TEXT UNDER STUDY —
****

With a little help from social media, the charity achieved its goal of bringing the issue to the attention of the public and Health Secretary Jeremy Hunt in just under a week.

To spread the word, Diabetes UK turned to Thunderclap, a “crowdspeaking” platform that allows single online posts to be shared on a wider scale, and “amplify the message” above the noise of social media.

The charity started its campaign first thing on Thursday, July 9, tweeting a link to its Thunderclap page at with the message:

Those who registered their support on Thunderclap automatically reposted the message on their choice of social media, further spreading the #135shoes hashtag, and introducing an exponentially growing number of people to the cause.

The hashtag not only organised the social media activity – it also formed the basis of a striking visual display. The campaign reached its climax last Wednesday, June 15, when the charity scattered 135 single shoes on a patch of grass outside the House of Commons in an installation that starkly illustrated the scale of the problem.

****

REQUIREMENT — Copy out the entire passage above on the Diabetes UK #135shoes campaign, word for word.

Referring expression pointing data
****

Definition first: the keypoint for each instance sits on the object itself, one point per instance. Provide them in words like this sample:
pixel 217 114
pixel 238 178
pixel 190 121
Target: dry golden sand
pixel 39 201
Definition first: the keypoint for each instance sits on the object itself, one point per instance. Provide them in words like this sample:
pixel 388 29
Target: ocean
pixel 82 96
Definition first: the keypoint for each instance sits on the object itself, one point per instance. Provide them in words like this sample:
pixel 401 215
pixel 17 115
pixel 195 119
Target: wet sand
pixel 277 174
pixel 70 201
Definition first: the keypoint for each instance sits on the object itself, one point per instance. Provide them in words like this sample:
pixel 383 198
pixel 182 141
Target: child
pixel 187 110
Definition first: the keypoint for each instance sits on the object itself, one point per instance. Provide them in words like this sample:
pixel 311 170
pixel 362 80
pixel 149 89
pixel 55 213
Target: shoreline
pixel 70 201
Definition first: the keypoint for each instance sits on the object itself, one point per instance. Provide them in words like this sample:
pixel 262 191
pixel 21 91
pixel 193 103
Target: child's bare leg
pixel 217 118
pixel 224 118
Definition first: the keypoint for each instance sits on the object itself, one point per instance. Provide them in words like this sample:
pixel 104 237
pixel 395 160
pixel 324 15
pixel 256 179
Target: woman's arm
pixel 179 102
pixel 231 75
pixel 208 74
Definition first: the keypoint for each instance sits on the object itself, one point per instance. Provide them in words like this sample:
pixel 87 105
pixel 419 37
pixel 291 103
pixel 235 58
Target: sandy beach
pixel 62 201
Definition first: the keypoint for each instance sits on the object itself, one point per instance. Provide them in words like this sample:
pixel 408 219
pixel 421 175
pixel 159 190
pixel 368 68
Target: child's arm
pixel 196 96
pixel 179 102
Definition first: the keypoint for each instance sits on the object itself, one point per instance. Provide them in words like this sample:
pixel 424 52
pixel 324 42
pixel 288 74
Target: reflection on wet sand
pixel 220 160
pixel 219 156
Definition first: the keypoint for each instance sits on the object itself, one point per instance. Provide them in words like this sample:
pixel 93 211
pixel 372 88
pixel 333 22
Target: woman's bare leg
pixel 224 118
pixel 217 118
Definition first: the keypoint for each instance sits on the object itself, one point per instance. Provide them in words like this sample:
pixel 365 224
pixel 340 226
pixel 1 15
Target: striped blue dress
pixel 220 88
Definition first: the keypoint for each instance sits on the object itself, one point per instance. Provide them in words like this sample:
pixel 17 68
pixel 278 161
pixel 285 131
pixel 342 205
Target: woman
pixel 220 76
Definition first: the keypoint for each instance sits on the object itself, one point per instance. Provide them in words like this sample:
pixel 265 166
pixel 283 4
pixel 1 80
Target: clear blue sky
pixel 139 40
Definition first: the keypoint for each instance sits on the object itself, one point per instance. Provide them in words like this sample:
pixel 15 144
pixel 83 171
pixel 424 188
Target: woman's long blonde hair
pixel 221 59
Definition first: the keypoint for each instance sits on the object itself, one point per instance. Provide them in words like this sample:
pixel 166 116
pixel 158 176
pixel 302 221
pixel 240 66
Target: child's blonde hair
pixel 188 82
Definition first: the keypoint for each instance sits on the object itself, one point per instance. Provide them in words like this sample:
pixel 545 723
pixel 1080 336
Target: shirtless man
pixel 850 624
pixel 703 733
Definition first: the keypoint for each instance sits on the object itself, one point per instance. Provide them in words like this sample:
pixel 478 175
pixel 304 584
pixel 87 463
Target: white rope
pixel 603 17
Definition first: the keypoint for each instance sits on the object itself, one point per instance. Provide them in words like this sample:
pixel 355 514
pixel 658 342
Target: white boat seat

****

REPLY —
With a little help from social media, the charity achieved its goal of bringing the issue to the attention of the public and Health Secretary Jeremy Hunt in just under a week.

To spread the word, Diabetes UK turned to Thunderclap, a “crowdspeaking” platform that allows single online posts to be shared on a wider scale, and “amplify the message” above the noise of social media.

The charity started its campaign first thing on Thursday, July 9, tweeting a link to its Thunderclap page at with the message:

Those who registered their support on Thunderclap automatically reposted the message on their choice of social media, further spreading the #135shoes hashtag, and introducing an exponentially growing number of people to the cause.

The hashtag not only organised the social media activity – it also formed the basis of a striking visual display. The campaign reached its climax last Wednesday, June 15, when the charity scattered 135 single shoes on a patch of grass outside the House of Commons in an installation that starkly illustrated the scale of the problem.